▸ Exercise prompt
Reproduce every item below with "Reviewer note" swapped for "Annotator note" throughout and nothing else altered. Leave the pictures out.

▸ Source data
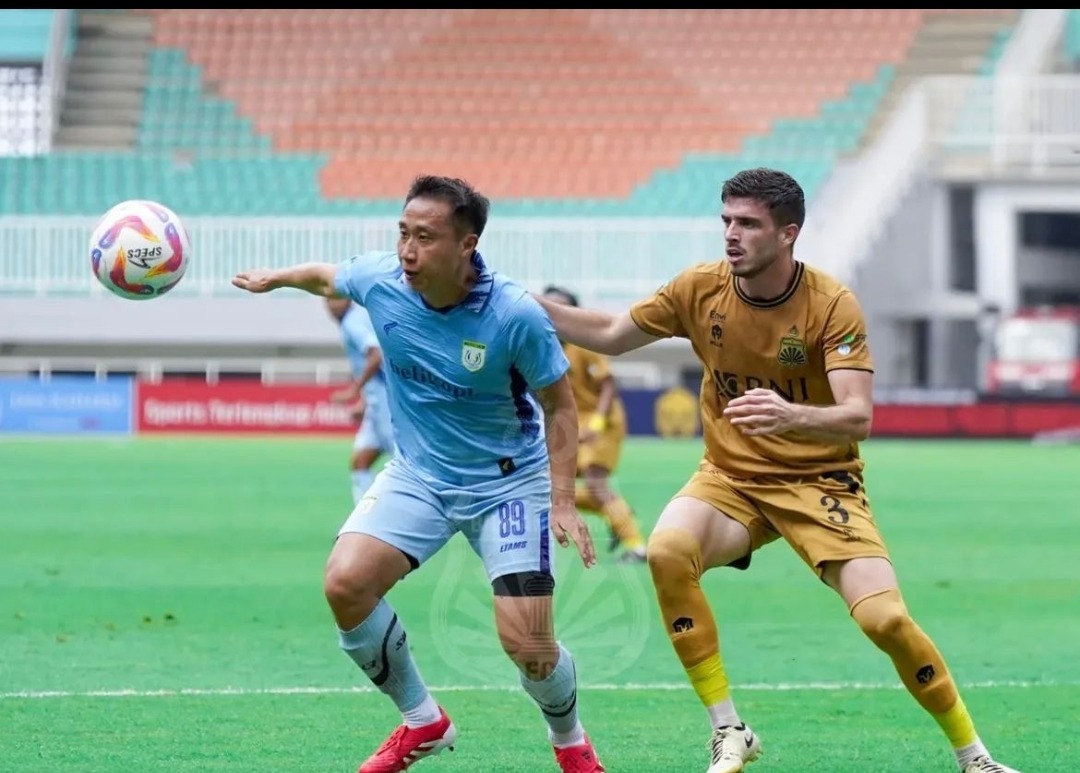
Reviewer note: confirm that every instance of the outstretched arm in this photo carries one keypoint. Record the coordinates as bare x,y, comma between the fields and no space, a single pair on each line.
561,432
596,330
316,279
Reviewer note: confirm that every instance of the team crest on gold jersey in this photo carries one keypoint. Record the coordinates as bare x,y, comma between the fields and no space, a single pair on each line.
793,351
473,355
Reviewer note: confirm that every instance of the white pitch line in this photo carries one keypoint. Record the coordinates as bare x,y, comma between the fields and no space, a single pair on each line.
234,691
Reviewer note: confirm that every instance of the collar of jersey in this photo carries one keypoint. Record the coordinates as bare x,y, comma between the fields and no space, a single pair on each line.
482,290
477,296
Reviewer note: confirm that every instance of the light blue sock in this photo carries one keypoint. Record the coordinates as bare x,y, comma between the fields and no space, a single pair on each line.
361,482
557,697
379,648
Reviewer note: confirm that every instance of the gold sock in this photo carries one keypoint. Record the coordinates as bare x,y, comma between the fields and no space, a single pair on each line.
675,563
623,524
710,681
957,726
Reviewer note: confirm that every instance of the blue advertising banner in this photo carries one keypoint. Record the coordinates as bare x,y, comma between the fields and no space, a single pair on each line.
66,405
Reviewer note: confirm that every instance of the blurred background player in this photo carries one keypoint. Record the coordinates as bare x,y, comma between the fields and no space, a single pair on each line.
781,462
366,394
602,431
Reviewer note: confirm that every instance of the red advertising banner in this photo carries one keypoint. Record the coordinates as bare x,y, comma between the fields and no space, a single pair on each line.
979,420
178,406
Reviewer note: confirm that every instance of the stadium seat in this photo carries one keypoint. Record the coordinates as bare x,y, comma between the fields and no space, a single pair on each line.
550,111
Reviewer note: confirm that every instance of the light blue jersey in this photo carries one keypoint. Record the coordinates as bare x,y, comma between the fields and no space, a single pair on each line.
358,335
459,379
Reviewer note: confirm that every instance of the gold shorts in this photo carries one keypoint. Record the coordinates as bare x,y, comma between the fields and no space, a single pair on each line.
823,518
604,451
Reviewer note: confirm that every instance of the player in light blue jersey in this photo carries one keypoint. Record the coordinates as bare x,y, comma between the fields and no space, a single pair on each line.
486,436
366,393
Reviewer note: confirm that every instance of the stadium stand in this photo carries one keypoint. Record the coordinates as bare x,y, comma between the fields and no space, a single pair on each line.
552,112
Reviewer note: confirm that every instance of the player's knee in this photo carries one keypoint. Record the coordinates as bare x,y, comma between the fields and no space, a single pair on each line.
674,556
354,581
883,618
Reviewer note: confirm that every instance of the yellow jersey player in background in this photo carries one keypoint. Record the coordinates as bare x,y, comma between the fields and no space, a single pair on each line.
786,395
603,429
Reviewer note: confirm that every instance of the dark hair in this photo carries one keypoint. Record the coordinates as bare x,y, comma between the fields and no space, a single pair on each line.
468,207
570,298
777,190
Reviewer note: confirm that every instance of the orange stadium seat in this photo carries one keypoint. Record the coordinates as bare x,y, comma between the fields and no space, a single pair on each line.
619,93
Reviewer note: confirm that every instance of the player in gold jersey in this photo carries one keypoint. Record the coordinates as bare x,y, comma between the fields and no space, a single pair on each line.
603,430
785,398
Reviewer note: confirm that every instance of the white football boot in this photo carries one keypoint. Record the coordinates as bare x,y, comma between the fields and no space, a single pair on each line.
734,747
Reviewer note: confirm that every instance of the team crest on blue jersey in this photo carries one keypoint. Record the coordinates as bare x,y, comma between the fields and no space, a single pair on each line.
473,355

▸ Output below
Annotator note: confirm that every instance of the outstretched arm in this photo carries one keypoint. Record the coordinates as bare x,y, comma between the fields and no space, a single pair on each line.
561,432
596,330
316,279
Annotator note: confirm that every instance of the team crest on gold jersey in this photo carries one keypoint. Record the coordinates as bare x,y, comma between the fields and no space, a single pair on each line.
793,351
473,355
Annotator note: confirm that every instance of the white pitch line in this photo carries one keypoint. Record the coordinates as bare x,y, comma between the fields and no space, a single pair on each line.
234,691
Annotator note: confirm that every instance of the collar of jersey in this photo carries one keypoint. Record the coordinates as bare x,y, comma between the fields and no space, a single pair on each line.
482,290
477,296
Annotator note: confirm that every instance of the light blue sock in this photo carries one keypoint. Record the coordinates as bare x,y, comma between the fields and no space, a single pair on each line.
361,482
557,697
379,648
Annotator note: confirm that every instance of the gold sock in this photo carries one keypoint. Record the coordinates as bare x,y, comma between the fields and no space, a single pair on each line.
675,563
623,524
710,681
957,726
Annotator note: confirm that every instance of the blue advertising banner in this photo carries one keypoint. Record the coordinates as bare x,y, comma between the fields and no space, a single pair on each line.
66,405
Annotator note: confirm that every instance of the blurred background player in this photo carries one keypoint. Record the coordinates as bare x,y, comma between the fields and no space, a single pair on each line.
781,462
366,394
602,431
Annotator note: confirm that every instance of the red advertising banner in this photo carries one keypoint. Record the coordinates as bare x,y, comma between the fields and no space, a single pair on each line.
979,420
178,406
Annotator note: confirm that every instance of the stadium seat in this photo carries one keypoint. Record the coordinates as bare x,y, comma between the fields and no space, a single pair on each line.
550,111
Annotator note: confirm that every instance of the light blue jersey in this photo carries one keypoint. Record the coordinates as bare x,y, comma between the fields and no space, a single pair on each line.
358,335
459,379
Annotator note: confirm that every instance of the gold shorts in this photo carries one keypoint. Record the coordinates as bare x,y, comma between the fields and no space, a single pair on each line.
823,518
604,451
Annotator note: confirm that every instance of the player in light blue jersey in this photo carries one keypoint. Record the coordinates as bare x,y, comma between the fields and no space, a single pair on each line.
486,436
366,393
Annotator note: confirm that every instance of the stadium stand in this photo carries one keypoint. Record the coordinates as bare x,y, comma between the fields and no space, a single pair on each line.
552,112
Annotator note: confirm that every instance of the player's knee in this photo carries one keypoint. Record the coordinates as bare x,y, comma between the fields and no space, a single pair on each line.
674,556
354,581
883,618
Annotator note: confirm that every instance of the yellow jersey player in background in this photo carries one keypoint. Record the coordinates as bare x,y, comma between the fields and no space, a single pair on each line.
786,395
603,429
Annotator note: confirm that every instance of the dark hair in this photo carries one keypoint. Record the coordinates as bare x,y, comma between the fields and no space, a single pair on each line.
468,207
570,298
777,190
Annotator note: confirm that every instance of the orange stadium seat in this photo carries one keypoint. Record the coordinates as bare x,y, comma between the fields and no space, a single pair on each line.
619,93
Annotator note: confirm that every instance of the player in gold jersey in this photo carries one keypoint. Record the coordinates as bare x,y, comma between the fields and no space, a single pair on each line.
603,430
785,398
Annotator note: confirm that every instance of the white football boot in this photo carries one keypoint. Record the coordinates as bare x,y, comma between the fields and no space, a single pair on each line.
734,747
Annotator note: confirm that every instance of the team crest on blue jersey in this photo carries one keypoint. Record the coordinates as bare x,y, comma between the fields and no space, a single pair on each line.
473,355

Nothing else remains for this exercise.